Bundessozialgericht, Urteil vom 18. Juli 2019 (B 8 SO 2/18.R). Zum Anspruch eines insbesondere an frühkindlichem Autismus in Verbindung mit einer mittelgradigen Intelligenzminderung sowie einer deutlichen Störung des Sozialverhaltens leidenden Schulkinds auf eine Schulbegleitung durch eine Assistenzkraft für mehr als 13 Stunden wöchentlich als Hilfe zur angemessenen Schulbildung im Sinne der §§ 53 ff. SGB XII in Verbindung mit § 12 Eingliederungshilfe-Verordnung.

+---+

• _AUFGABE_
Zähle alle Beeinträchtigungen des Schulkinds auf, die im Text zum Urteil des Bundessozialgerichts genannt werden. Die Datensätze werden hier nicht gebraucht.

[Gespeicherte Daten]

+---+

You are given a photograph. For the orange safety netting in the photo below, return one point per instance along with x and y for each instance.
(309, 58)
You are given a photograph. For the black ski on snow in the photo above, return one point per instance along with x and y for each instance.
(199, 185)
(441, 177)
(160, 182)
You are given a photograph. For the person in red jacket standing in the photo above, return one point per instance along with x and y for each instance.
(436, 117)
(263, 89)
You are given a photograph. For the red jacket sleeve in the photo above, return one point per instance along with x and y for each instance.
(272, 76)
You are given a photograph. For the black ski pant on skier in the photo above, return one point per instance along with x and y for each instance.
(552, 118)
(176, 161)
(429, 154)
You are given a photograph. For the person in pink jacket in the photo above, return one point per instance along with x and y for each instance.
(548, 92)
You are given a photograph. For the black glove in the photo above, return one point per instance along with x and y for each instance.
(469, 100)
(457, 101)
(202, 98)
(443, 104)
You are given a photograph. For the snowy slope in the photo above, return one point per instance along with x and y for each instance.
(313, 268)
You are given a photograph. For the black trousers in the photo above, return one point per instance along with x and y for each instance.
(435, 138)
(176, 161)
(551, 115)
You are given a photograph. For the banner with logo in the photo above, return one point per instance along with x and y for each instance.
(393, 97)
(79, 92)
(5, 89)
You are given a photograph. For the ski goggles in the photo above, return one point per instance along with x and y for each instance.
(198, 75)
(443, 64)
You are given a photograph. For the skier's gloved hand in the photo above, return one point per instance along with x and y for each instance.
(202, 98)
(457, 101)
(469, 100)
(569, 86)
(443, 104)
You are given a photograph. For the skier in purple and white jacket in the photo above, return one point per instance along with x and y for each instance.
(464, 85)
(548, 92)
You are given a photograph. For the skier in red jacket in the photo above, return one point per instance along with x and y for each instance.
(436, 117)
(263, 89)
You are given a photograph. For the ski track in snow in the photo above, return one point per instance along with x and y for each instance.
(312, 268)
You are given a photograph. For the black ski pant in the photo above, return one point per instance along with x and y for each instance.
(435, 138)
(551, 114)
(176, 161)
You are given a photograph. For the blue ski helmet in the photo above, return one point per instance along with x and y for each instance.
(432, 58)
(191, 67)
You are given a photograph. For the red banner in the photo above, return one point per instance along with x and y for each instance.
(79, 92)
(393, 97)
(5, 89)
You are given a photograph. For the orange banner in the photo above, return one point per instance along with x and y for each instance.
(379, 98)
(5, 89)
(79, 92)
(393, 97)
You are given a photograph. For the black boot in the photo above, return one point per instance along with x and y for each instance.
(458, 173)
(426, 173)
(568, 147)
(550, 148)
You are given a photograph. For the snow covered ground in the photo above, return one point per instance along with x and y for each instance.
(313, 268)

+---+

• _ERGEBNIS_
- frühkindlicher Autismus
- mittelgradige Intelligenzminderung
- deutliche Störung des Sozialverhaltens